EXERCISE DIRECTIONS
Using the fountain pen ink thread below, answer these:
1. Which color of Sheaffer Skrip does BigShed use?
2. Why was Noodler's "Heart of Darkness" originally bought, according to jskeen?
3. What does Randy_ use to refill cartridges?

SELECTED PASSAGE

━━━

# Favorite Fountain Pen Ink



## arjudy (Aug 15, 2008)

What is your favorite ink to use in fountain pens?


----------



## BigShed (Aug 16, 2008)

I use Sheaffer Skrip in Jet Black. Writes so much better than  any other ink I have tried and doesn't seem to dry out in the pen. Never use a cartridge, they invariably dry out and even when they don't they don't write as well as the Skrip.


----------



## jskeen (Aug 16, 2008)

Noodlers "Heart of Darkness"  The blackest black of them all "so I was told" Company's poop sheet says it was "scientifically designed to absorb all possible wavelength's of light" or something like that.  Originally got it for the wife to write in her scrapbooks, decided I liked it myself.


----------



## Gary Max (Aug 16, 2008)

Private Reserve ----buy it from Anthony-----good stuff


----------



## marcruby (Aug 16, 2008)

Calamo sienna


----------



## hamadryad11 (Aug 22, 2008)

Noodler's Green Marine. But I also like the Burgundy and Antietam, also from Noodler's. As I try more colours, I might have more favourites.


----------



## Randy_ (Aug 22, 2008)

I use Sheaffer Skrip in Peacock Blue and like it just fine.  I have a syringe and use it to refill cartridges.  Lots of people are uncomfortable doing that; but I have been doing it for years and have never had a problem.
 
I have a bottle of Private Reserve.....don't remember the color; but it is similar to the Skrip mentioned above.  Haven't opened it yet; but expect it to be very good.


----------



## Daniel (Aug 23, 2008)

I have a whole collection of inks from Anthony, it is writers cramp paradise.


----------



## redfishsc (Aug 24, 2008)

━━━

EXTRACTED RECORDS
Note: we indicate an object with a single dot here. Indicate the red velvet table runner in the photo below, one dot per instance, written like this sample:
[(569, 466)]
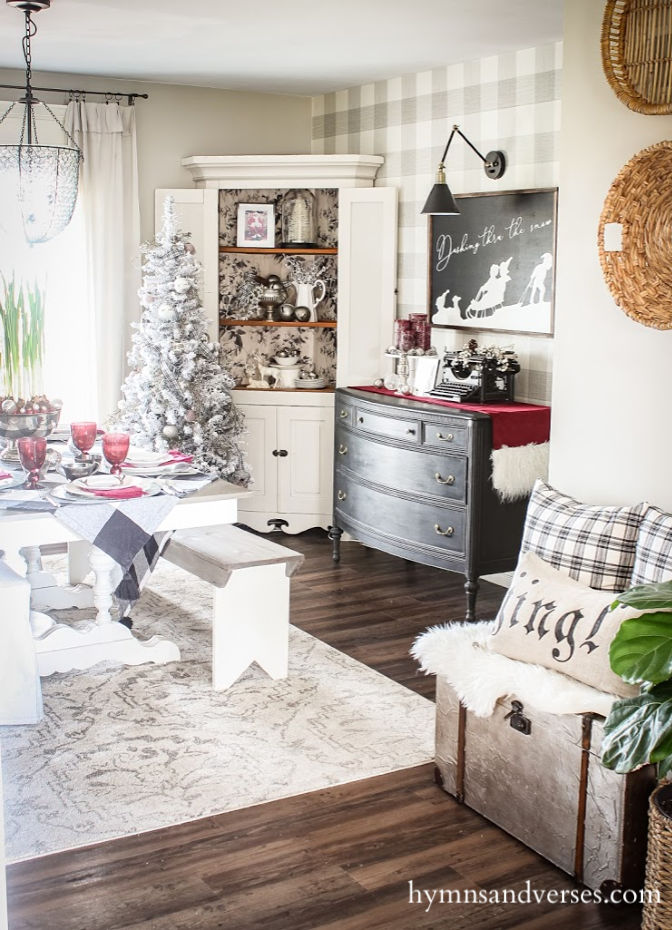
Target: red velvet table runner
[(512, 424)]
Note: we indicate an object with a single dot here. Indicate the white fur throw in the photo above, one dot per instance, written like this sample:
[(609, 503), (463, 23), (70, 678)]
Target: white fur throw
[(458, 652), (516, 468)]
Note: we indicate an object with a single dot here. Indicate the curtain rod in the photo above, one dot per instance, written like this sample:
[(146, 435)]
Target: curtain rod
[(109, 94)]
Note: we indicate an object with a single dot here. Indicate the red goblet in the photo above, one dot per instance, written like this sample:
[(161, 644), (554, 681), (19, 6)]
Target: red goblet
[(115, 450), (32, 454), (83, 436)]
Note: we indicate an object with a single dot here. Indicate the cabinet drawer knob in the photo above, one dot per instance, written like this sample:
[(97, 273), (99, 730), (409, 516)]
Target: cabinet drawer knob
[(447, 532)]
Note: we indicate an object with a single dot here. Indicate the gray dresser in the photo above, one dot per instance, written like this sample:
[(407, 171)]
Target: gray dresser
[(413, 479)]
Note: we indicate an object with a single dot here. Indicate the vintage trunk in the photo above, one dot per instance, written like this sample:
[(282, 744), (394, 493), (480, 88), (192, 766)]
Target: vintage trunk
[(538, 776)]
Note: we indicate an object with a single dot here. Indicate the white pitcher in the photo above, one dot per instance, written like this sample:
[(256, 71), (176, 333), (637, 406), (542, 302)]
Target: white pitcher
[(305, 295)]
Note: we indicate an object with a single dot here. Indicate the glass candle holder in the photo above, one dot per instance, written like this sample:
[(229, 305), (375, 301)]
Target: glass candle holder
[(83, 437), (115, 450), (32, 454)]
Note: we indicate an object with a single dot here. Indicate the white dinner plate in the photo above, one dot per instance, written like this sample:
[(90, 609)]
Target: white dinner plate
[(77, 491), (14, 481), (159, 471)]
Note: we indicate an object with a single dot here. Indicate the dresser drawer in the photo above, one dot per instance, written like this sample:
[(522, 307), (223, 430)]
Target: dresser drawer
[(344, 413), (387, 427), (415, 522), (445, 436), (411, 470)]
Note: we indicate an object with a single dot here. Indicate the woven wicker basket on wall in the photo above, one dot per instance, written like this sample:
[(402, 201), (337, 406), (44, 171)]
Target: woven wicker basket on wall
[(639, 275), (637, 53), (658, 914)]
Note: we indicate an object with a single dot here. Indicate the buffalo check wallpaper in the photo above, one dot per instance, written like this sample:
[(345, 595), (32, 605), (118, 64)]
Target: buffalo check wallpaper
[(509, 102)]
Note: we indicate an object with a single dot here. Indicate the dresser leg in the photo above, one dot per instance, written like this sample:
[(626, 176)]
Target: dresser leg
[(334, 534), (471, 590)]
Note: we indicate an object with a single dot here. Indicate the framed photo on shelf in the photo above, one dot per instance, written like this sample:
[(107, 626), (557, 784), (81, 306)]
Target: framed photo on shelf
[(256, 225), (493, 265)]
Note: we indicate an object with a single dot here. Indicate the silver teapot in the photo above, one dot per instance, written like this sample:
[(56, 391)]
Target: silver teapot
[(273, 295)]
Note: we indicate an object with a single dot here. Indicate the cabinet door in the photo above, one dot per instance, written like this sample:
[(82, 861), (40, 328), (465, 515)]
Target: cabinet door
[(259, 443), (197, 214), (305, 474), (367, 231)]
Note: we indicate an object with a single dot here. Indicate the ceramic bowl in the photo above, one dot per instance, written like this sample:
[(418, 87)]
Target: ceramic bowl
[(74, 470)]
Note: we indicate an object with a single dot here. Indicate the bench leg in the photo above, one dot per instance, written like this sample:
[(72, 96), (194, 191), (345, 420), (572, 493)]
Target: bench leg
[(251, 624)]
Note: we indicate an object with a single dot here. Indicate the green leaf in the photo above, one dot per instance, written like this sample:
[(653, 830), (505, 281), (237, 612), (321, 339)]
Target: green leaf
[(647, 596), (636, 727), (641, 651)]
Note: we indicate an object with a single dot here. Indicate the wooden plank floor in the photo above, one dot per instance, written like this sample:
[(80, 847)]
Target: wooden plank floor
[(339, 859)]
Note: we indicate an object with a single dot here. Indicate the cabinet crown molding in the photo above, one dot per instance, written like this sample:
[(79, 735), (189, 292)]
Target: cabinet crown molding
[(250, 171)]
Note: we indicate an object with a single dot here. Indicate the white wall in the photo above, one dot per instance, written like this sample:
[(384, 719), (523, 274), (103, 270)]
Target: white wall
[(178, 120), (610, 439)]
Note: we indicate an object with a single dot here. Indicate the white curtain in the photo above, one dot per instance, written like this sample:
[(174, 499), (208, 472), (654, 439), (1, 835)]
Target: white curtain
[(110, 213)]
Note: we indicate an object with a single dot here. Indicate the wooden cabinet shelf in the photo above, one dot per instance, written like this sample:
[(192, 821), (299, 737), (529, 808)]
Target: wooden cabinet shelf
[(288, 251), (320, 324)]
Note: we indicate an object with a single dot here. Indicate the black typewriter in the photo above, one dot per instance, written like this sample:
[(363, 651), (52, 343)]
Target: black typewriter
[(477, 376)]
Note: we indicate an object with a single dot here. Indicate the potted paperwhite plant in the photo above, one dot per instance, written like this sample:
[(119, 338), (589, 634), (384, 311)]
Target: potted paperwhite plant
[(639, 729), (24, 409)]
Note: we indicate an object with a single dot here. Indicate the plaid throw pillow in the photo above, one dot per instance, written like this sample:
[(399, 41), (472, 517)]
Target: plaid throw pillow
[(594, 545), (653, 555)]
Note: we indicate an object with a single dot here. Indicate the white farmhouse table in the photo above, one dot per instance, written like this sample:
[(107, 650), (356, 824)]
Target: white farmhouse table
[(61, 647)]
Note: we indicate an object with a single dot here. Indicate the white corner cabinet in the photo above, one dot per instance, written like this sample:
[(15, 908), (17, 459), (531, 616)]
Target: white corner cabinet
[(289, 433)]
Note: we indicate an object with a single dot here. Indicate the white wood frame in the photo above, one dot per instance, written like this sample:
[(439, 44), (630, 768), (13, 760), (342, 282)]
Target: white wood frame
[(366, 299), (60, 647), (367, 275)]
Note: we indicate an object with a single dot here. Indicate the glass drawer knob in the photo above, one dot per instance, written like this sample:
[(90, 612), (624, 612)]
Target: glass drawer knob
[(447, 532)]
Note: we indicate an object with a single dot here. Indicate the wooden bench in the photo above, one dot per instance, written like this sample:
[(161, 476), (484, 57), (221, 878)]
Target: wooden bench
[(250, 576)]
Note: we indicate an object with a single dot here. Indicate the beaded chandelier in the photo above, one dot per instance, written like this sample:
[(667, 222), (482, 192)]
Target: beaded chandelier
[(45, 176)]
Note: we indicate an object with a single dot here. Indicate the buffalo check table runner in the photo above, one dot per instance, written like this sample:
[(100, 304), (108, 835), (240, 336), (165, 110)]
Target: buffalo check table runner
[(125, 531)]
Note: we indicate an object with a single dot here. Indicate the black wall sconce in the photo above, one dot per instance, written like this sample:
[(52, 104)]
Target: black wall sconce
[(440, 200)]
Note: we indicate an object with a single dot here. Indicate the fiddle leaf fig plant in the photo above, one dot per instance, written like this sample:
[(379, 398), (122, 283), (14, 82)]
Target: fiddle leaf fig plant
[(639, 729)]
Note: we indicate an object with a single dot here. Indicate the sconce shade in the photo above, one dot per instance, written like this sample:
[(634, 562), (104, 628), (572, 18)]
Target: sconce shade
[(440, 201), (45, 178)]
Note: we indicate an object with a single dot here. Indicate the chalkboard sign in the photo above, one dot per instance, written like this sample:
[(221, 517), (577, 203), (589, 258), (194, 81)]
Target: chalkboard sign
[(493, 265)]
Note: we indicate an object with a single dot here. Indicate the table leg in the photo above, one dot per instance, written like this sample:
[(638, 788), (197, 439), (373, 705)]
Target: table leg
[(46, 593), (62, 647)]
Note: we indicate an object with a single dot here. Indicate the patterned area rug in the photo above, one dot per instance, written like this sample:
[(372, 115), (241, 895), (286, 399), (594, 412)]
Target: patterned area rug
[(125, 750)]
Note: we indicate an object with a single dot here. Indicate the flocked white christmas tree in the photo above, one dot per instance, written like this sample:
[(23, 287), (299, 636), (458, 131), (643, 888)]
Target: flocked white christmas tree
[(176, 395)]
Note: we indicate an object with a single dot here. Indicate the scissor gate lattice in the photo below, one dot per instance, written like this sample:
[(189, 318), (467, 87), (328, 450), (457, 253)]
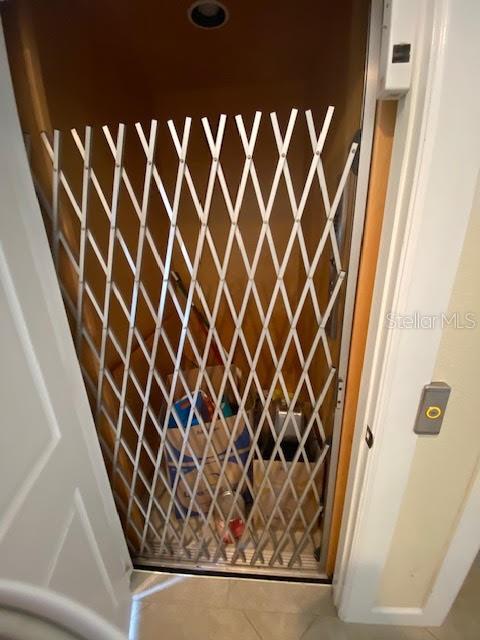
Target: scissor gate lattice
[(161, 273)]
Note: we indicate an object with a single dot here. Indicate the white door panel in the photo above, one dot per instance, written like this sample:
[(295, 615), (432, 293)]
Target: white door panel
[(58, 524)]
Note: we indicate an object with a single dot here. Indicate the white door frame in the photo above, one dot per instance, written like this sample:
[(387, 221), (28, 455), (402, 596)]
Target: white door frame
[(59, 528), (435, 164)]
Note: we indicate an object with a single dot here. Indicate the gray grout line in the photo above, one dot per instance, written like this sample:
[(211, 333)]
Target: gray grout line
[(309, 626), (257, 632)]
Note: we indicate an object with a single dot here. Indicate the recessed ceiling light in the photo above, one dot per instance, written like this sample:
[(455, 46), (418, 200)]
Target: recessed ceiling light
[(208, 15)]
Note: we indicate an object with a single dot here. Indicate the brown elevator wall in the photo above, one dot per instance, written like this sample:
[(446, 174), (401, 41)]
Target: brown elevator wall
[(77, 63)]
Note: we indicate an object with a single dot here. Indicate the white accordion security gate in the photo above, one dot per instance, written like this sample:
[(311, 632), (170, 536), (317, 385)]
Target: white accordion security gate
[(167, 305)]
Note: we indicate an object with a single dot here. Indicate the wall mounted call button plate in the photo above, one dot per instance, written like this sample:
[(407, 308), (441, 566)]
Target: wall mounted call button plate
[(433, 404)]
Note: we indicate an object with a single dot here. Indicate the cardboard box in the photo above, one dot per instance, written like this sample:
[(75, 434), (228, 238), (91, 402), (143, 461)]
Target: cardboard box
[(288, 503), (197, 446)]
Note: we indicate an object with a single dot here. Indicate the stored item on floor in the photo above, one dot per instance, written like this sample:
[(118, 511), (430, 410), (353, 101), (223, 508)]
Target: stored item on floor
[(234, 528), (290, 484), (201, 455)]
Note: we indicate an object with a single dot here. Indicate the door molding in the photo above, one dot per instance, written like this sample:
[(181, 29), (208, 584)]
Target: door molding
[(426, 215)]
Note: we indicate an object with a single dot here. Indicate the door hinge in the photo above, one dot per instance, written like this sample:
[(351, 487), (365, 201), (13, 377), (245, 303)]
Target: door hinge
[(358, 139), (369, 437)]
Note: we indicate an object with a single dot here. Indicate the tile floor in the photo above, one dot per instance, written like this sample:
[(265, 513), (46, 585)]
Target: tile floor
[(177, 607)]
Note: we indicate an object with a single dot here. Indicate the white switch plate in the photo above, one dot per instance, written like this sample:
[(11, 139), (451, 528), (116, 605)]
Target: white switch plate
[(397, 48)]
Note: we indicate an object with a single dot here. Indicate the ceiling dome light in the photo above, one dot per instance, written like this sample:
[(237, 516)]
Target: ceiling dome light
[(208, 15)]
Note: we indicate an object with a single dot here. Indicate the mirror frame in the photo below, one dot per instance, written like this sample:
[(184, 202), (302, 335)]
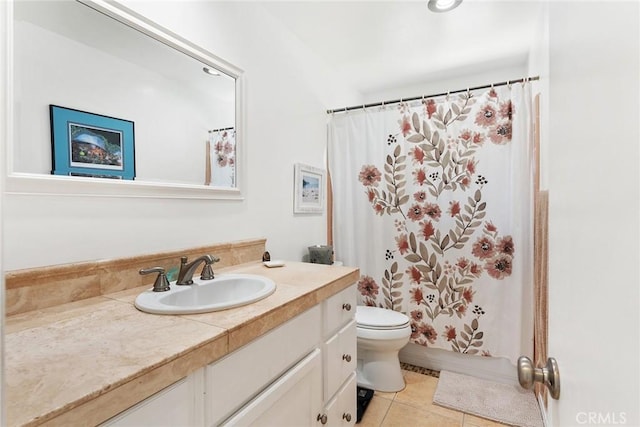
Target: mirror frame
[(41, 184)]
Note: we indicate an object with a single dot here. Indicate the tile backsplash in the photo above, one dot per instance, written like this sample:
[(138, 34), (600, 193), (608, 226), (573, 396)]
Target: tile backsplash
[(42, 287)]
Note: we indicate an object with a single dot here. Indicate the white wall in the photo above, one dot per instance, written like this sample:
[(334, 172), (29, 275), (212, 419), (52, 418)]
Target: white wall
[(453, 80), (594, 210), (287, 93)]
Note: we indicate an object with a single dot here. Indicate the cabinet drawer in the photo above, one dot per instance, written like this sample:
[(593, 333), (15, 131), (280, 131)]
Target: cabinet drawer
[(180, 404), (342, 410), (293, 400), (236, 379), (340, 358), (339, 309)]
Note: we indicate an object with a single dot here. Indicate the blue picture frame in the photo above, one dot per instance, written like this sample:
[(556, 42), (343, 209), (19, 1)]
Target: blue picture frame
[(91, 145)]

━━━

ANSWER TO THE EXERCISE
1. Jet Black.
2. For the wife to write in her scrapbooks.
3. A syringe.